» **Goal of the exercise**
Continue the article below about the refurbished office building at 459 Little Collins Street in Melbourne, picking up after its final sentence.

A rare office island in Melbourne’s legal and financial heartland may have hit the market at just the right time as demand for CBD offices rebounds and rents climb.
Lendlease has transformed the tired 459 Little Collins Street building, turning its 15 storeys — spanning 1,053 sqm with four street frontages — into a modern gem.
Upgrades include flexible floorplates, a refreshed lobby, end-of-trip facilities (including two exclusive infrared saunas and access to wellness facilities) and spec suites.
The building also offers 13 basement car parks and ground-floor retail tenancies — all steps from charming laneways and Southern Cross, Flinders Street and Flagstaff stations.
Lendlease’s smart refurb of the once tired office tower means it could also be used as a hotel, college or medical facility. Picture: realcommercial.com.au
Agent Daniel Wolman at Cushman and Wakefield said the building is only about 20% leased with these leases expiring soon, which makes it perfect for adaptive reuse under its City Zone 1 (CCZ1) zoning, allowing offices, education, medical, accommodation or hospitality (STCA).
“It presents extremely well and suits an aggressive leasing campaign. As an island site, it’s ideal for a hotel or build‑to‑rent conversion,” he said.

» **Supplied records**

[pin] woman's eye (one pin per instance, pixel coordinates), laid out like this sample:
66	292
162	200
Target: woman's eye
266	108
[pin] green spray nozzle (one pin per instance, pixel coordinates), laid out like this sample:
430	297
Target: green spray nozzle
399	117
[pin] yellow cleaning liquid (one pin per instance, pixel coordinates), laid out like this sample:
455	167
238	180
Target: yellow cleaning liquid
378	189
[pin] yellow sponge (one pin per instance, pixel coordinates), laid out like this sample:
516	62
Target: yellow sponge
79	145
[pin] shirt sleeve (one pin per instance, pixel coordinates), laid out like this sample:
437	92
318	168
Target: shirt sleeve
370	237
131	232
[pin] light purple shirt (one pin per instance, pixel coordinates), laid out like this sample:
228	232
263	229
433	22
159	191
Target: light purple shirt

» **Answer for this exercise**
“We’re seeing strong interest from both office investors as well as those looking at conversions.”
Demand for Melbourne offices growing
It’s certainly not a bad time to sell a premium office building in central Melbourne.
While the city recorded an office vacancy rate of 19% in January, up from 17.9% in July 2025 and the nation’s highest against an average of 15.9%, demand is also rising, according to new data from the Property Council of Australia .
REA Group senior economist Anne Flaherty pins this rising vacancy rate on fresh office supply.
“Demand to lease office space in Melbourne is growing. It’s just that on the flip side, the supply of new office space being delivered has been quite high, in particular over the last six months, which has created a higher vacancy.”
The building has attracted interest from both office investors and those seeking a conversion opportunity. Picture: realcommercial.com.au
In more good news for Lendlease, prime net face rents reached $755/sqm in Q3 2025, up 5.3% year-on-year, according to Knight Frank’s latest Melbourne CBD Office State of the Market report.
However, buyers remain cautious, especially given February’s interest rate rise and the potential for another in 2026, said Damian Lynch, associate director at Acumentis, though he added this subdued climate also created opportunity.
“Some prospective buyers are seeing the current moderate economic conditions as an opportunity to acquire high yielding assets in the CBD,” he said.
There are also local economic headwinds, namely Victoria’s high property taxes and the state government’s plan to mandate two working-from-home days per week for eligible roles.
The 15-storey building includes refreshed facilities throughout. Picture: realcommercial.com.au
Mr Lynch said the mandate would likely have an economic impact on businesses that rely on foot traffic.
“Falling revenues for businesses could put downward pressure on rents and increase incentives to attract prospective tenants.”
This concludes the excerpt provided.